Raw data:
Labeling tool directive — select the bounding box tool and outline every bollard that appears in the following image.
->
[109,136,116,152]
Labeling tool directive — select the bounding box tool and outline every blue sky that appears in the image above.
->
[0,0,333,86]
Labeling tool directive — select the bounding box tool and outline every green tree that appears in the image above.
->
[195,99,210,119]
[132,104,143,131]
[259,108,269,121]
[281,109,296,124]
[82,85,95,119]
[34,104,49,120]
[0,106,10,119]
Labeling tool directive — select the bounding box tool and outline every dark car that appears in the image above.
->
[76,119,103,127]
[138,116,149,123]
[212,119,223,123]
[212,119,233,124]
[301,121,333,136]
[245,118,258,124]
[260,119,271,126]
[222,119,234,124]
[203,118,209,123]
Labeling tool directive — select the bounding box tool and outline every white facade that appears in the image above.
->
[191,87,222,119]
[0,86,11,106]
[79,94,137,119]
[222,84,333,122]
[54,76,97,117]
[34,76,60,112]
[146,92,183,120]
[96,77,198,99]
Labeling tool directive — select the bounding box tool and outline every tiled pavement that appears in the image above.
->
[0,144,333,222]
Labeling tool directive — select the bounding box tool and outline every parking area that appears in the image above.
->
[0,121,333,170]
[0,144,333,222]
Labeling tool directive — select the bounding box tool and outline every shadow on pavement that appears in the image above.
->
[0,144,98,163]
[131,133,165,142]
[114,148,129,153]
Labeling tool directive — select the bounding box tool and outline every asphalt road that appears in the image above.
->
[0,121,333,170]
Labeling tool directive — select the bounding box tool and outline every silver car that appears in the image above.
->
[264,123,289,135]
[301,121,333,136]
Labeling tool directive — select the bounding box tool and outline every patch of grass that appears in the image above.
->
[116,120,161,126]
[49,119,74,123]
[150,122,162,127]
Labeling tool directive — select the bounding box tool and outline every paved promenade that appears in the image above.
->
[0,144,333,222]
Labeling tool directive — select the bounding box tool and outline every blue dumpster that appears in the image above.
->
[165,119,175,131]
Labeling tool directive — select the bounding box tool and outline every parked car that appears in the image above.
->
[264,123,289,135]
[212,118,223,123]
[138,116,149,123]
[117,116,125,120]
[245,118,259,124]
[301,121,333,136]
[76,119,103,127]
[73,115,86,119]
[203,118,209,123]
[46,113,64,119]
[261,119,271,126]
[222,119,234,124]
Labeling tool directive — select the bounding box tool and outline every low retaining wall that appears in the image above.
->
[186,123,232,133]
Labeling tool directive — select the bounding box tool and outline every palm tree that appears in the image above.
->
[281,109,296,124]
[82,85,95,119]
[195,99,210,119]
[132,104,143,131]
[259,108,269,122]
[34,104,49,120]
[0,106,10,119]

To be done:
Repeat each record exactly. Omit nothing.

Exercise result:
Labeling tool directive — select the bounding box tool and outline every bollard that appears in the following image.
->
[109,136,116,152]
Labeling tool directive — select the bounding box tool and outline every blue sky that appears in the image above.
->
[0,0,333,86]
Labeling tool directive — select the bounding box tool and outline every green tree that appears in the image above.
->
[195,99,210,119]
[132,104,143,131]
[259,108,269,121]
[281,109,296,124]
[82,85,95,119]
[34,104,49,120]
[0,106,10,119]
Labeling tool directive — select the bounding box tool and outline every dark car that appears in the image above.
->
[76,119,103,127]
[138,116,149,123]
[212,119,223,123]
[212,119,233,124]
[301,121,333,136]
[245,118,258,124]
[260,119,271,126]
[222,119,234,124]
[203,118,209,123]
Labeling tool directive — select the bounding box tool and outline every white facade that appears in the image above.
->
[191,87,222,119]
[0,86,11,106]
[79,94,137,119]
[222,84,333,122]
[54,76,97,117]
[34,76,60,112]
[146,92,183,120]
[96,77,198,99]
Labeling tool directive — select the bounding box tool and outline every tiled pavement that appears in the image above.
->
[0,144,333,222]
Labeling tool directive — select the bounding box tool and outline every parking area that appears in the image above.
->
[0,121,333,170]
[0,144,333,222]
Labeling tool directive — select the bounding box tool and outline every shadow on pavement that appears in the image above.
->
[0,144,98,163]
[131,133,165,142]
[114,148,129,153]
Labeling tool directive — select the bounding box tool and outline every asphalt road that appears in the image above.
->
[0,121,333,170]
Labeling tool directive — select the bounding box tool and outline every silver car that appears in the image above.
->
[264,123,289,135]
[301,121,333,136]
Labeling tool directive — select the bounding box tool and outline every patch of grass that appears in the image above.
->
[116,120,161,126]
[49,119,74,123]
[150,122,162,127]
Labeling tool directive — select the bounding box tool and outline every paved promenade that appears in the image above.
->
[0,144,333,222]
Labeling tool directive — select the bounding box tool and outline every blue dumpster that appears in the image above.
->
[165,119,175,131]
Labeling tool directive — select the bounding box tool and outline every parked car that appears in the image above.
->
[264,123,289,135]
[212,118,223,123]
[138,116,149,123]
[117,116,125,120]
[245,118,259,124]
[301,121,333,136]
[76,119,103,127]
[73,115,86,119]
[203,118,209,123]
[46,113,64,119]
[261,119,271,126]
[222,119,234,124]
Labeling tool directive — select the bounding box tool and outline every low retaining wall that appears in the image above.
->
[186,123,232,133]
Labeling tool directive — select the bounding box tool and outline every palm tree that appears in the image above.
->
[281,109,296,124]
[82,85,95,119]
[195,99,210,119]
[132,104,143,131]
[259,108,269,122]
[34,104,49,120]
[0,106,10,119]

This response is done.